**Recorded data**.
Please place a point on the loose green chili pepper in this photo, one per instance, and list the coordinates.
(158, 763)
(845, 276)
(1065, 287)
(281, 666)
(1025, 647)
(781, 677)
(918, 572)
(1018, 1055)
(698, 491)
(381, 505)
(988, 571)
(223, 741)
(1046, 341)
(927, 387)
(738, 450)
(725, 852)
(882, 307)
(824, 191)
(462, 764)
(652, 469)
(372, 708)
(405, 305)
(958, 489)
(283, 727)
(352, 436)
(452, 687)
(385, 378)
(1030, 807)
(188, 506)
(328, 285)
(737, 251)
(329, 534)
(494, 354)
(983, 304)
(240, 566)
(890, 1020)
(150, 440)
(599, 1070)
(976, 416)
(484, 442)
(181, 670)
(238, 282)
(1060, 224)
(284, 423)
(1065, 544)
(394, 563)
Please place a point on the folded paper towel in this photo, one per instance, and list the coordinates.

...

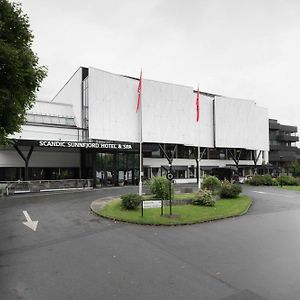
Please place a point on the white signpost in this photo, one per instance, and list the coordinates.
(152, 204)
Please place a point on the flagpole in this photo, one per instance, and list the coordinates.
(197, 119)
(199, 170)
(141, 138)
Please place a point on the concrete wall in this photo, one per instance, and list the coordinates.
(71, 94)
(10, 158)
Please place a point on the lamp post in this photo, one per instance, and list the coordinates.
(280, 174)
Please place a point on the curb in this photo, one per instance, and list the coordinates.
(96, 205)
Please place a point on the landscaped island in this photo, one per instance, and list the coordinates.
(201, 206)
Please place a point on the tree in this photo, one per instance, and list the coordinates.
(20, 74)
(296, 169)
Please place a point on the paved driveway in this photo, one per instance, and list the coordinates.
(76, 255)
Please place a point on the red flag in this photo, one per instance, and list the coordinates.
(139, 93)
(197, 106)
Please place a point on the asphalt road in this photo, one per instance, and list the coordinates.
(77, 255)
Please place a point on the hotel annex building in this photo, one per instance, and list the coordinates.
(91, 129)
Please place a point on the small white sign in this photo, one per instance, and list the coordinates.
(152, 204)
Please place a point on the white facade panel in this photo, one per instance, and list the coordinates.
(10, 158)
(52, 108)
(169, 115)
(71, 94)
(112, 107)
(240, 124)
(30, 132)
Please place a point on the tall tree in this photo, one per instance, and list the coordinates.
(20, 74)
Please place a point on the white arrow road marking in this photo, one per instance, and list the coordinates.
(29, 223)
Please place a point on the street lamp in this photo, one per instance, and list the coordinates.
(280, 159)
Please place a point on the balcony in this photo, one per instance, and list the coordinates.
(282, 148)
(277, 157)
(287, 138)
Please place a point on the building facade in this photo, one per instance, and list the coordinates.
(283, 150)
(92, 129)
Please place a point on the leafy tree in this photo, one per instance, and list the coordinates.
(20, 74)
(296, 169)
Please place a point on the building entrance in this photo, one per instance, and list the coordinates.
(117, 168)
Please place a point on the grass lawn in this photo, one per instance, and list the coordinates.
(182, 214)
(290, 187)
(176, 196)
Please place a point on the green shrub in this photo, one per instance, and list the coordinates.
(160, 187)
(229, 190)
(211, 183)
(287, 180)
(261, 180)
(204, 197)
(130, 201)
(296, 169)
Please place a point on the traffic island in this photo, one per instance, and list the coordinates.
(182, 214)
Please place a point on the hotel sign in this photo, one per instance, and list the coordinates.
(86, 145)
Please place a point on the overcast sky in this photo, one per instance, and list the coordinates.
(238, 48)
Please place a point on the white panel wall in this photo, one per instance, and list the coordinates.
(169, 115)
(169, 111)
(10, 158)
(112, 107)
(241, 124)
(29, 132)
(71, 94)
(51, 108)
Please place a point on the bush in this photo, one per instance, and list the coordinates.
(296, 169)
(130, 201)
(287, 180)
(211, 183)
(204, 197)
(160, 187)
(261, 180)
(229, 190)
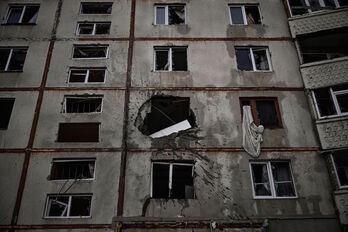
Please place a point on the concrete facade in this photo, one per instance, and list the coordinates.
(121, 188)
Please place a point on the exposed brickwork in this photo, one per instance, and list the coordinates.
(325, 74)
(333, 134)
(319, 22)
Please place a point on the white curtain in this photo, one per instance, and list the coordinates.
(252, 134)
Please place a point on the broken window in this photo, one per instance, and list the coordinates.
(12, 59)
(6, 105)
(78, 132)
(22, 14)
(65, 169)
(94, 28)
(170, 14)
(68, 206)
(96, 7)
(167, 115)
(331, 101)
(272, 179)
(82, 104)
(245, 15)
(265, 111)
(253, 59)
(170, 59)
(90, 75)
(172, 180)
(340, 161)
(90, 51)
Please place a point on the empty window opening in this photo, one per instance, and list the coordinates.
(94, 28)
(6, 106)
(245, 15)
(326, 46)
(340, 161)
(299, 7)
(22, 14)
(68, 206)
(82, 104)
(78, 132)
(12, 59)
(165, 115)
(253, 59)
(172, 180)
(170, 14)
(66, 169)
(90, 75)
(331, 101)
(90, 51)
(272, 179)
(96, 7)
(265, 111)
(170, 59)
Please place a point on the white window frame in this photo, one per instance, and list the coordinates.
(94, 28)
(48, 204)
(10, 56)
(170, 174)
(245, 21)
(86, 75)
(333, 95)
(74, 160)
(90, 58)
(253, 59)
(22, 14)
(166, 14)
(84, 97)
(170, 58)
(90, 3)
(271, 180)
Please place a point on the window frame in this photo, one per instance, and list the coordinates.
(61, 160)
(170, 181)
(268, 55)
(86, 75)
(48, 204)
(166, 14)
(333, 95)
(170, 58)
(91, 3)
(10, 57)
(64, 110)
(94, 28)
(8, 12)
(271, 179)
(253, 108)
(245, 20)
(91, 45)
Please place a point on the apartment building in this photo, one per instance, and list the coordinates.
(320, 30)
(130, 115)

**Task**. State how many lines of the listing contain the string "wall". Reply with the number alone.

**Task output**. 2